● **Goal of the exercise**
Reproduce the listing below word for word, keeping every line and its order unchanged.

● **Material shown**
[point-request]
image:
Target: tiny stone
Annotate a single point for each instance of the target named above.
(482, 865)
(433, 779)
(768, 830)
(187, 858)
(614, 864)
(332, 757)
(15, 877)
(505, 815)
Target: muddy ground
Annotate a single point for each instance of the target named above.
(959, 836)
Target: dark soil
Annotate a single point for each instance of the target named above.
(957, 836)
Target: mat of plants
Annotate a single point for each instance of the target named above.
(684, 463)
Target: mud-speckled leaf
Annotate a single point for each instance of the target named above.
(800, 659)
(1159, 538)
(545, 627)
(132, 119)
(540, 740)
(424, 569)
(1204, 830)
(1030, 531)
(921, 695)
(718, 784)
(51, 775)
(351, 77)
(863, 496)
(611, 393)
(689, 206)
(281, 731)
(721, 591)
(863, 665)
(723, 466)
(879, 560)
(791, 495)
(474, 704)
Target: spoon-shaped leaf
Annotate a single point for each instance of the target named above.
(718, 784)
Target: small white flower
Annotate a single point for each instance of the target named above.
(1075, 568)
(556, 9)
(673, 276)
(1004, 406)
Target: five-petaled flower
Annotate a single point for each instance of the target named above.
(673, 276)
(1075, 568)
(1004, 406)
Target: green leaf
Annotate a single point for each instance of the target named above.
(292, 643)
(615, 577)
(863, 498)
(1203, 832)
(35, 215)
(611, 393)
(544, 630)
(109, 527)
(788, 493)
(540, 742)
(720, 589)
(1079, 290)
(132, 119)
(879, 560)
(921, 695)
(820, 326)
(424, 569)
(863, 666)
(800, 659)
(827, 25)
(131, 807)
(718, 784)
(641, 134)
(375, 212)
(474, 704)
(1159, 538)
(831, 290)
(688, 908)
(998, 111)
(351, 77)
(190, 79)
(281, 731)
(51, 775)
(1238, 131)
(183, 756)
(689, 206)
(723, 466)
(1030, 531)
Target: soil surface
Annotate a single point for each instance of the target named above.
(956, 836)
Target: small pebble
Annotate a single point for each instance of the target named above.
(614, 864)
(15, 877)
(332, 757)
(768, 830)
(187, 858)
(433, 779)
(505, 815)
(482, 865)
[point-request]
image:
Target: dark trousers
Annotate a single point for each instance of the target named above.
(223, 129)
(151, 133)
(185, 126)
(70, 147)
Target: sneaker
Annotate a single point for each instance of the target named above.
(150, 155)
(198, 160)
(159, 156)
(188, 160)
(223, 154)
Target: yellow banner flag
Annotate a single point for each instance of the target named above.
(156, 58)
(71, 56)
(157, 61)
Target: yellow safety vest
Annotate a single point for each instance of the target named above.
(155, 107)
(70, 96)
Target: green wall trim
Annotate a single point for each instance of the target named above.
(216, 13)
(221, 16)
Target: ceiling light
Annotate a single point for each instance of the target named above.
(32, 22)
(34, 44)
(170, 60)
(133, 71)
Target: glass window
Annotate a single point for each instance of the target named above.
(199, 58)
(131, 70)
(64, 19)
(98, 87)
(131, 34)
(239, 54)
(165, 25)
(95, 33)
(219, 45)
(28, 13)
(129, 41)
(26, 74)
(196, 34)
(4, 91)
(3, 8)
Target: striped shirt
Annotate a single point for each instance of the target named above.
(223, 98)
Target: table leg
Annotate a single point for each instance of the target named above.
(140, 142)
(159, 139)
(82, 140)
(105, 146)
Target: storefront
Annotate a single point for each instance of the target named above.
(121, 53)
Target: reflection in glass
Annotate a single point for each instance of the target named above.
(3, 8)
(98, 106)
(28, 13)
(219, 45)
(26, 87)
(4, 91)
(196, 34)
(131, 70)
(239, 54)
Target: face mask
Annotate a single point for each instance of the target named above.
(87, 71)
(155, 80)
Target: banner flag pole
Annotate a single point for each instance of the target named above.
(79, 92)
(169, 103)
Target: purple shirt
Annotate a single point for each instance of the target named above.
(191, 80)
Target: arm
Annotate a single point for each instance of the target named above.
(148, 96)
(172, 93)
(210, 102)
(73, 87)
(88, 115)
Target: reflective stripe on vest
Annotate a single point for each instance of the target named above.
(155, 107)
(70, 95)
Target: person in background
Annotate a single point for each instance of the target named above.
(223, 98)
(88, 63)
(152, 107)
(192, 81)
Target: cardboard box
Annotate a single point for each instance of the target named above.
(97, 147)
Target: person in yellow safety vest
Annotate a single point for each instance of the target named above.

● **The solution**
[point-request]
image:
Target: tiny stone
Annotate a single point for each instance of the target named above.
(482, 865)
(433, 779)
(768, 830)
(187, 858)
(614, 864)
(332, 757)
(15, 877)
(505, 815)
Target: muddy ground
Annotate a single point for each instance of the target named above.
(959, 836)
Target: dark soil
Annotate a single point for each instance of the target named above.
(957, 836)
Target: mat of plants
Annotate a single point for each instance of the target named above.
(684, 463)
Target: mud-speckled leaf
Annotate a single point for each instance of the target named above.
(800, 659)
(1159, 538)
(545, 627)
(132, 119)
(540, 740)
(424, 569)
(1204, 830)
(1030, 531)
(921, 695)
(718, 784)
(51, 775)
(351, 77)
(863, 496)
(611, 393)
(689, 206)
(281, 731)
(721, 591)
(863, 665)
(723, 466)
(879, 560)
(791, 495)
(474, 704)
Target: spoon-shaped leaf
Annotate a single point for each instance of the target named above.
(718, 784)
Target: small white flower
Annotate a single point for each instance of the target named above.
(1075, 568)
(556, 9)
(673, 276)
(1004, 406)
Target: five-petaled flower
Annotate a single point for each instance of the target named above.
(673, 276)
(1075, 568)
(1004, 406)
Target: green leaf
Annotate a single point for each instance of the target named above.
(292, 643)
(615, 577)
(863, 498)
(1203, 832)
(35, 215)
(611, 393)
(544, 630)
(109, 527)
(788, 493)
(540, 742)
(720, 589)
(1079, 290)
(132, 119)
(879, 560)
(921, 695)
(820, 326)
(424, 569)
(863, 666)
(800, 659)
(827, 25)
(131, 807)
(718, 784)
(641, 134)
(375, 212)
(474, 704)
(1159, 538)
(831, 290)
(688, 908)
(998, 111)
(351, 77)
(190, 79)
(281, 731)
(51, 775)
(1238, 131)
(183, 756)
(689, 206)
(723, 466)
(1030, 531)
Target: soil surface
Annotate a single point for each instance of the target named above.
(956, 836)
Target: small pebble
Annotate a single point for each instance of the target named above.
(614, 864)
(15, 877)
(332, 757)
(768, 830)
(187, 858)
(433, 779)
(505, 815)
(482, 865)
[point-request]
image:
Target: dark trousers
Annotate a single point for each instance of the target named above.
(223, 129)
(151, 133)
(185, 126)
(70, 147)
Target: sneaker
Annotate a single point for each instance of the target named above.
(150, 155)
(198, 160)
(159, 156)
(188, 160)
(223, 154)
Target: yellow banner flag
Annotate a single point for each instance of the target named above.
(156, 58)
(71, 56)
(157, 61)
Target: yellow safety vest
Annotate a single point for each instance of the target named above.
(155, 107)
(70, 96)
Target: green wall trim
Annotate a single point for each instance of the target named above.
(216, 13)
(221, 16)
Target: ceiling light
Annotate a single point for each instance of the target named above.
(32, 22)
(34, 44)
(170, 60)
(133, 71)
Target: glass window
Annotate a single point for each instance of the target named above.
(199, 58)
(131, 70)
(64, 19)
(98, 87)
(131, 34)
(239, 54)
(165, 25)
(95, 33)
(219, 45)
(28, 13)
(129, 41)
(26, 74)
(196, 34)
(4, 91)
(3, 8)
Target: striped shirt
Annotate a single point for each instance of the target named above.
(223, 98)
Target: table leg
Annotate a single point for each instance of the target named above.
(140, 142)
(159, 139)
(82, 140)
(105, 146)
Target: storefront
Annotate a single point for each instance of the target named above.
(121, 53)
Target: reflection in glass
Annotate a single point for each instance of the target named above.
(3, 8)
(98, 106)
(28, 13)
(219, 45)
(26, 87)
(4, 91)
(196, 34)
(131, 70)
(239, 54)
Target: face mask
Annotate a single point for each instance of the target named above.
(87, 71)
(155, 80)
Target: banner flag pole
Annotate a single point for each instance of the target named above.
(79, 92)
(169, 103)
Target: purple shirt
Annotate a single point for each instance of the target named above.
(191, 80)
Target: arm
Annotate a single point for each instance of the target named above.
(148, 96)
(172, 93)
(210, 102)
(73, 87)
(88, 115)
Target: reflective stripe on vest
Annotate a single point for each instance of the target named above.
(155, 107)
(70, 95)
Target: person in background
Annotate a single point for each instance of the target named above.
(223, 98)
(88, 63)
(152, 107)
(192, 81)
Target: cardboard box
Annotate a single point for each instance of the target named above.
(97, 147)
Target: person in yellow safety vest
Annotate a single point for each instance of the target named above.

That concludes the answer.